→ **Given task A**
In the Blu-ray discussion below, which manufacturer has already released a firmware upgrade to fix the popping in its receivers?
→ **Given task B**
Select every line of the records below that contains the word "wooden", treating uppercase and lowercase as different.

## BEGIN Excerpted text

I've not seen any Denon and Pioneer owners reporting disc compatability issues, only Samsung owners. I don't think those are the expensive players.

Authoring is brutally expensive, requiring either Sony's Blu Print or Sonic Scenarist.
Both these are $50,000 plus mandatory extras - Blu Print has a $7k to $10k "service agreement" that is also mandatory.
No other application can deliver replicable content. It's BD-R and BD-RE straight down the line.
Costs per title are serious. You are looking at over $30,000 per title - before replication costs & authoring costs - just for the mandated licenses
alone.

I'm not sure whether to believe you or Richard Casey from R&B Films who states that currently he only needs to sell 20,000 copies of a title to not lose money on it.

And it will not get any cheaper, as Sony now have the monopoly they have been looking for since the CD patents expired.

You're aware that there are currently 17 companies in the BD-patent pool?

Add all this up, and you will see that only Hollywood can really afford this. Small labels have no chance at all, and this is a disaster.

How curious then that the first surround audio-only Blu-ray releases are coming from "Surround Records" and "Metal God Entertainment" and not SonyBMG, EMI, Warner and UMG. I'm pretty sure they're both small labels.
 
And look at the recent drop-outs/popping sounds in the audio of certain titles as folks bitstream TrueHD and DTS-MA tracks (documented at AVSForum, etc.).

That popping has got nothing to do with the audio codecs. It's due to a faulty IC chip (dts decoder) in the receivers of three manufacturers. Onkyo has already released a firmware upgrade to fix theirs.
 
I've not seen any Denon and Pioneer owners reporting disc compatability issues, only Samsung owners. I don't think those are the expensive players.

I've got a Panasonic that has yet to complain about anything. I've never had a single problem, no matter how minor, playing any Blu-ray disc. I have, however, had endless problems with HD-DVDs being *incredibly* delicate and refusing to play through if they have what appear to be absurdly minor surface problems. Fortunately, a few cycles through one of those mechanical polisher things usually cures the problem, but it's a pain.

## END Excerpted text
## BEGIN Given records

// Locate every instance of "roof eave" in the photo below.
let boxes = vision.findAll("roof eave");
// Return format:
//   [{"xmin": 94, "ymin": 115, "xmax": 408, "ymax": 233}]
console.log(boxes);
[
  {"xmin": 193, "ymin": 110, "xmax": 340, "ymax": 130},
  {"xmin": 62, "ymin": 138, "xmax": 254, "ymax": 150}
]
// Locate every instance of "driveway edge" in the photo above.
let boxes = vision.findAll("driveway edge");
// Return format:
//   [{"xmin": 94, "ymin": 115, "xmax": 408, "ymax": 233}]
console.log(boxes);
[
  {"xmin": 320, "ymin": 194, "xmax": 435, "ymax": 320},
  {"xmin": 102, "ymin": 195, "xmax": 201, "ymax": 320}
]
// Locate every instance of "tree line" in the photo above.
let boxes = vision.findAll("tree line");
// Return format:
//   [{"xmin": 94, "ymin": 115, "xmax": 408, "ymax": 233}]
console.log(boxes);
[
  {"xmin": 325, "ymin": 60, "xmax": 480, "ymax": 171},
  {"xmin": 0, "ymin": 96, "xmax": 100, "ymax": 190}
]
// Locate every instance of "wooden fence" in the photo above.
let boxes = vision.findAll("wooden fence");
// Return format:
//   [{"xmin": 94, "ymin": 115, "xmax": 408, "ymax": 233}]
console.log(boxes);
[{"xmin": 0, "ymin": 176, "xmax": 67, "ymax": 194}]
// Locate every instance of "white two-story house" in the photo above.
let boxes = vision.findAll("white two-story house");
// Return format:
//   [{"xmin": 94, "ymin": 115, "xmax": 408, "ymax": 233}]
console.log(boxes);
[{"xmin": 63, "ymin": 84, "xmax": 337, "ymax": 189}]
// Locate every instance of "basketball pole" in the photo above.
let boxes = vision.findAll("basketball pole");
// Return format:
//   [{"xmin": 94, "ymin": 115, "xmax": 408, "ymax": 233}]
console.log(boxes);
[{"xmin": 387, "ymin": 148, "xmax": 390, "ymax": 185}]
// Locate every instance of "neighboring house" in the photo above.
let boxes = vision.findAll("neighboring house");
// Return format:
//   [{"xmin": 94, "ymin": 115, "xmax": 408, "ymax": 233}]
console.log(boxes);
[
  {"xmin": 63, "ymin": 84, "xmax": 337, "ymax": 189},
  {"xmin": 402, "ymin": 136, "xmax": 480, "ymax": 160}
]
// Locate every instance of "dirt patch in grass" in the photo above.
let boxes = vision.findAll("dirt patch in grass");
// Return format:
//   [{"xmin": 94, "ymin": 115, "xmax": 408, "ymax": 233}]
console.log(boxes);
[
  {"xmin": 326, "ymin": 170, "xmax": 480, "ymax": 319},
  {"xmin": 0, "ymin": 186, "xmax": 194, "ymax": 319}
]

## END Given records

→ **Answer A**
Onkyo

→ **Answer B**
// Locate every instance of "wooden fence" in the photo above.
let boxes = vision.findAll("wooden fence");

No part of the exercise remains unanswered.